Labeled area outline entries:
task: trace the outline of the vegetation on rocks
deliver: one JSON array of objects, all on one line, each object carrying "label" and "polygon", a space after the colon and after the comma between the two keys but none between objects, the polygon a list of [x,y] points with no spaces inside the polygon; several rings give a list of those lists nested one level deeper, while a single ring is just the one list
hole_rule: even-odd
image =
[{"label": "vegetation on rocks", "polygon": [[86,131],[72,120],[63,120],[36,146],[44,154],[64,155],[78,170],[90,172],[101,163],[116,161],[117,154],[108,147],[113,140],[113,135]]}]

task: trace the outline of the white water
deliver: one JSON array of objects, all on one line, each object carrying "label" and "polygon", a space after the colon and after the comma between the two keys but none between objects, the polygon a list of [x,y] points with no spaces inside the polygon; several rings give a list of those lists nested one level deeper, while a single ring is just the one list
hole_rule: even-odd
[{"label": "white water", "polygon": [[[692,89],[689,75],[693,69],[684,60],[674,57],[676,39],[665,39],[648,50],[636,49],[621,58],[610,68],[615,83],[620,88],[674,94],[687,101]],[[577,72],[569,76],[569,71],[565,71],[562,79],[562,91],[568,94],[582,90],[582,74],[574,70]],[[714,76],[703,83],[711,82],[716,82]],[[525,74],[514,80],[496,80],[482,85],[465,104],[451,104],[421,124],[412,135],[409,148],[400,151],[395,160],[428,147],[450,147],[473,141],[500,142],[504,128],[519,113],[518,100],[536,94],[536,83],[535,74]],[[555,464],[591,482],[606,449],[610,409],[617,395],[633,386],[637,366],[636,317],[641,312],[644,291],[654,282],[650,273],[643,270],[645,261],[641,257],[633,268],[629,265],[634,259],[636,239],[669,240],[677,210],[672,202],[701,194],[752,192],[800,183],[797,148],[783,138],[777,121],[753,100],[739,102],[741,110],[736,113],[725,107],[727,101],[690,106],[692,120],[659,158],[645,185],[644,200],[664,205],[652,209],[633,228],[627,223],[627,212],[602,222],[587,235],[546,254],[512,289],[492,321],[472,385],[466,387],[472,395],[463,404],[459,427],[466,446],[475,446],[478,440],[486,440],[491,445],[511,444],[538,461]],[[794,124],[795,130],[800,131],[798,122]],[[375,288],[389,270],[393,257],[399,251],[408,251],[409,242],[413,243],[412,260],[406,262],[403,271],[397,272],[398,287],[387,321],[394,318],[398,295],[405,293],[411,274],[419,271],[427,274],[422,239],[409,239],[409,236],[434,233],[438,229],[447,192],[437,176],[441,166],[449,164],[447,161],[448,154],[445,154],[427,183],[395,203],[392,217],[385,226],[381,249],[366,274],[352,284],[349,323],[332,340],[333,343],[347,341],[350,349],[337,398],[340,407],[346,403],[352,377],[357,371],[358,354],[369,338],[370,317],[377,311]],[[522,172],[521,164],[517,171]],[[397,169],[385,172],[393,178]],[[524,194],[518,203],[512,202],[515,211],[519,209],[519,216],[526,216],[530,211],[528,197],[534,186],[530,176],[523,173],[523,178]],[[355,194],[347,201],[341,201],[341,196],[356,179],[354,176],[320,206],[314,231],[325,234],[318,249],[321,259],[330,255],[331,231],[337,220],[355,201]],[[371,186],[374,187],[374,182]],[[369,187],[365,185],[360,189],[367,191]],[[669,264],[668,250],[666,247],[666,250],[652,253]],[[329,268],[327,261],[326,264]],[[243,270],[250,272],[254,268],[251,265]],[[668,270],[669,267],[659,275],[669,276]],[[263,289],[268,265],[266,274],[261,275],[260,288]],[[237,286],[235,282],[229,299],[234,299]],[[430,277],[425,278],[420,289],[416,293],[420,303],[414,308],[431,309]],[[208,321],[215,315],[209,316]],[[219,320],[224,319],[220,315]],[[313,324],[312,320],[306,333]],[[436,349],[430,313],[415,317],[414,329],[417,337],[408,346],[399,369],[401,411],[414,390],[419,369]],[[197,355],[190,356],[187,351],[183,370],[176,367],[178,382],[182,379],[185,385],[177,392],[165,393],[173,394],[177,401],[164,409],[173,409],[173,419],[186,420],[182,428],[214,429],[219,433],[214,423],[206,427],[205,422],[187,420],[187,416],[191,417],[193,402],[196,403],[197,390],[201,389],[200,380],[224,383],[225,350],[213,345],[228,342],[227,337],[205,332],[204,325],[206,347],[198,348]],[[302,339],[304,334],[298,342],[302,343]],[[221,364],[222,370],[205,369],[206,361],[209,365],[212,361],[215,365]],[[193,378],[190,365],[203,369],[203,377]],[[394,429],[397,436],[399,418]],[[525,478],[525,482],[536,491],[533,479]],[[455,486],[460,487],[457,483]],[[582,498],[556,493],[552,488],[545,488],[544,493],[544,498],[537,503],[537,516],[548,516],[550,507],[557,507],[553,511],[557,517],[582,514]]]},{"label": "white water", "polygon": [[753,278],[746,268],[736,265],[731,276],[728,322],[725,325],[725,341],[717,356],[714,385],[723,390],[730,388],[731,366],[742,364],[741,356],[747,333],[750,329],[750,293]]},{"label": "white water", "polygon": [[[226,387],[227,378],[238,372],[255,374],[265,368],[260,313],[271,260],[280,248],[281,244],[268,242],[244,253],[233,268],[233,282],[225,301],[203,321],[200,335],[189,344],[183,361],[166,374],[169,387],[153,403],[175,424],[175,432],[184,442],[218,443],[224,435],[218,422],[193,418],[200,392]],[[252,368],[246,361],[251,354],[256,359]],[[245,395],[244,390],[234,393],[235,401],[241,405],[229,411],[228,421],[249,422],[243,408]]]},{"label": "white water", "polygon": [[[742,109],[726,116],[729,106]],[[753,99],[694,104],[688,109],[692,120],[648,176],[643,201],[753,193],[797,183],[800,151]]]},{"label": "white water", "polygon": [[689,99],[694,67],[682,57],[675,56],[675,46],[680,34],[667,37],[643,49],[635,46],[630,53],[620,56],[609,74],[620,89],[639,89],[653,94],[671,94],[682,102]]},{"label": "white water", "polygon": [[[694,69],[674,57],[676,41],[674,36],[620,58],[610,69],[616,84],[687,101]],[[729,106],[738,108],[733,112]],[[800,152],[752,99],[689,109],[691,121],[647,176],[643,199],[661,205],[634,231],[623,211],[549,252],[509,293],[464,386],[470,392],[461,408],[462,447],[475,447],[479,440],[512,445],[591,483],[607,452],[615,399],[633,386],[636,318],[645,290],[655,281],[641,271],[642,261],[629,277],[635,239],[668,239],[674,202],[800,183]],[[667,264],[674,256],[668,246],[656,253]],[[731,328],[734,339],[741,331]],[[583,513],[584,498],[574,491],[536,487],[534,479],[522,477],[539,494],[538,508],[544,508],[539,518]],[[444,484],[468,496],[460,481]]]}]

## GIVEN TASK
Above are some records; repeat all of them exactly.

## SOLUTION FOR THIS TASK
task: trace the outline of the vegetation on rocks
deliver: one JSON array of objects, all on one line, each object carrying "label" and "polygon", a space after the colon and after the comma between the two keys but none between objects, the polygon a list of [x,y] points with no spaces inside the polygon; several rings give a list of those lists nested one level deeper, while a single ring is just the one list
hole_rule: even-odd
image =
[{"label": "vegetation on rocks", "polygon": [[86,131],[72,120],[63,120],[36,146],[44,154],[64,155],[78,170],[90,172],[101,163],[116,161],[117,154],[108,147],[113,140],[113,135]]}]

task: trace the outline of the white water
deliver: one JSON array of objects, all on one line, each object carrying "label" and "polygon", a space after the colon and after the comma between the two keys but none between objects, the polygon a list of [x,y] points with no spaces inside the polygon; several rings give a list of those lists nested one level deeper, while a single ring is just the one list
hole_rule: even-odd
[{"label": "white water", "polygon": [[[692,89],[689,75],[693,69],[684,60],[674,57],[676,39],[665,39],[648,50],[636,49],[621,58],[610,68],[615,83],[620,88],[674,94],[687,101]],[[577,72],[569,76],[569,71],[565,71],[562,79],[562,91],[568,94],[582,90],[582,74],[574,70]],[[714,76],[703,83],[711,82],[716,82]],[[525,74],[514,80],[496,80],[482,85],[465,104],[451,104],[421,124],[412,135],[409,148],[400,151],[395,160],[428,147],[450,147],[473,141],[500,142],[504,128],[519,113],[518,100],[536,94],[536,83],[535,74]],[[555,464],[591,482],[606,449],[610,409],[617,395],[633,386],[637,366],[636,317],[641,312],[644,291],[654,282],[650,273],[643,270],[645,261],[641,257],[633,268],[629,265],[634,259],[636,239],[669,240],[677,210],[672,202],[701,194],[752,192],[800,183],[797,148],[783,138],[777,121],[753,100],[739,102],[741,110],[736,113],[725,107],[727,101],[690,106],[692,120],[659,158],[645,185],[644,200],[664,205],[652,209],[633,228],[627,223],[627,212],[602,222],[587,235],[546,254],[512,289],[492,321],[472,385],[466,387],[472,395],[463,404],[459,427],[466,446],[475,446],[478,440],[486,440],[491,445],[511,444],[538,461]],[[794,124],[795,130],[800,131],[798,122]],[[375,288],[389,270],[393,257],[399,251],[408,251],[409,242],[413,243],[412,260],[406,262],[403,271],[397,272],[398,287],[387,321],[394,318],[398,295],[405,293],[411,274],[419,271],[427,274],[422,239],[409,239],[409,236],[434,233],[438,229],[447,192],[437,176],[441,166],[449,164],[447,161],[448,154],[445,154],[427,183],[395,203],[392,217],[385,226],[381,249],[366,274],[352,284],[349,323],[332,340],[333,343],[347,341],[350,349],[337,398],[340,407],[346,403],[352,377],[357,371],[358,354],[369,338],[370,317],[377,311]],[[522,172],[521,164],[517,171]],[[397,169],[385,172],[393,178]],[[524,194],[518,203],[512,202],[515,211],[519,209],[519,216],[526,216],[530,211],[528,197],[534,186],[530,176],[523,173],[523,178]],[[355,194],[347,201],[341,201],[341,196],[356,179],[354,176],[320,206],[314,231],[325,234],[318,249],[321,259],[330,255],[331,231],[337,220],[355,201]],[[371,186],[374,187],[374,182]],[[369,187],[365,185],[360,189],[367,191]],[[669,264],[668,250],[666,247],[666,250],[652,253]],[[329,268],[327,261],[326,264]],[[243,270],[250,272],[254,268],[251,265]],[[668,270],[669,267],[659,275],[669,276]],[[263,289],[268,265],[266,274],[261,275],[260,288]],[[237,286],[235,282],[229,299],[234,299]],[[430,277],[425,278],[420,289],[416,293],[420,303],[414,308],[431,309]],[[208,321],[215,315],[209,316]],[[219,320],[224,319],[220,315]],[[313,324],[312,320],[306,333]],[[436,349],[430,313],[415,317],[414,329],[417,337],[408,346],[399,369],[401,411],[414,390],[419,369]],[[197,355],[190,356],[187,351],[183,370],[176,367],[178,382],[182,379],[185,385],[177,392],[165,393],[173,394],[177,401],[164,409],[173,409],[173,419],[186,420],[182,428],[214,429],[219,433],[214,423],[206,427],[205,422],[187,420],[187,416],[191,417],[193,402],[196,403],[197,390],[201,389],[200,380],[224,383],[225,350],[213,345],[228,342],[227,337],[205,332],[204,325],[206,347],[198,348]],[[302,339],[304,334],[298,342],[302,343]],[[221,364],[222,370],[205,369],[206,361],[209,365],[212,361],[215,365]],[[193,378],[190,365],[203,369],[203,377]],[[394,429],[397,436],[399,418]],[[525,478],[525,482],[536,491],[533,479]],[[455,486],[460,487],[457,483]],[[582,498],[556,493],[552,488],[545,488],[544,493],[544,498],[537,503],[537,516],[548,516],[550,507],[557,507],[553,511],[557,517],[582,514]]]},{"label": "white water", "polygon": [[753,278],[746,268],[736,265],[731,276],[728,322],[725,325],[725,341],[717,356],[714,385],[723,390],[730,388],[731,366],[742,364],[741,356],[747,333],[750,329],[750,293]]},{"label": "white water", "polygon": [[[226,387],[227,378],[238,372],[255,374],[265,368],[260,313],[271,260],[280,248],[281,244],[268,242],[244,253],[233,268],[233,282],[225,301],[203,321],[200,335],[189,344],[183,361],[166,374],[169,387],[153,403],[175,424],[175,432],[184,442],[218,443],[224,435],[218,422],[193,418],[200,392]],[[252,368],[246,361],[251,354],[256,359]],[[245,395],[244,390],[234,393],[235,401],[241,405],[229,411],[228,421],[249,422],[243,408]]]},{"label": "white water", "polygon": [[[742,109],[726,116],[729,106]],[[753,99],[694,104],[688,109],[692,120],[648,176],[643,201],[753,193],[797,183],[800,151]]]},{"label": "white water", "polygon": [[689,99],[694,67],[682,57],[675,56],[675,46],[680,34],[667,37],[643,49],[635,46],[630,53],[620,56],[609,74],[620,89],[639,89],[653,94],[671,94],[682,102]]},{"label": "white water", "polygon": [[[694,69],[674,57],[676,41],[674,36],[620,58],[610,69],[616,84],[687,101]],[[729,106],[738,108],[733,112]],[[800,152],[752,99],[689,109],[691,121],[647,176],[643,199],[661,205],[634,231],[623,211],[549,252],[509,293],[464,386],[470,392],[461,408],[462,447],[475,447],[479,440],[512,445],[591,483],[607,452],[615,399],[633,386],[636,318],[645,290],[655,281],[641,271],[642,261],[629,277],[635,239],[668,239],[674,202],[800,183]],[[667,264],[674,256],[668,246],[656,253]],[[731,328],[734,339],[741,331]],[[583,513],[584,498],[574,491],[536,487],[534,479],[522,477],[539,494],[538,508],[544,508],[539,518]],[[444,484],[468,496],[460,481]]]}]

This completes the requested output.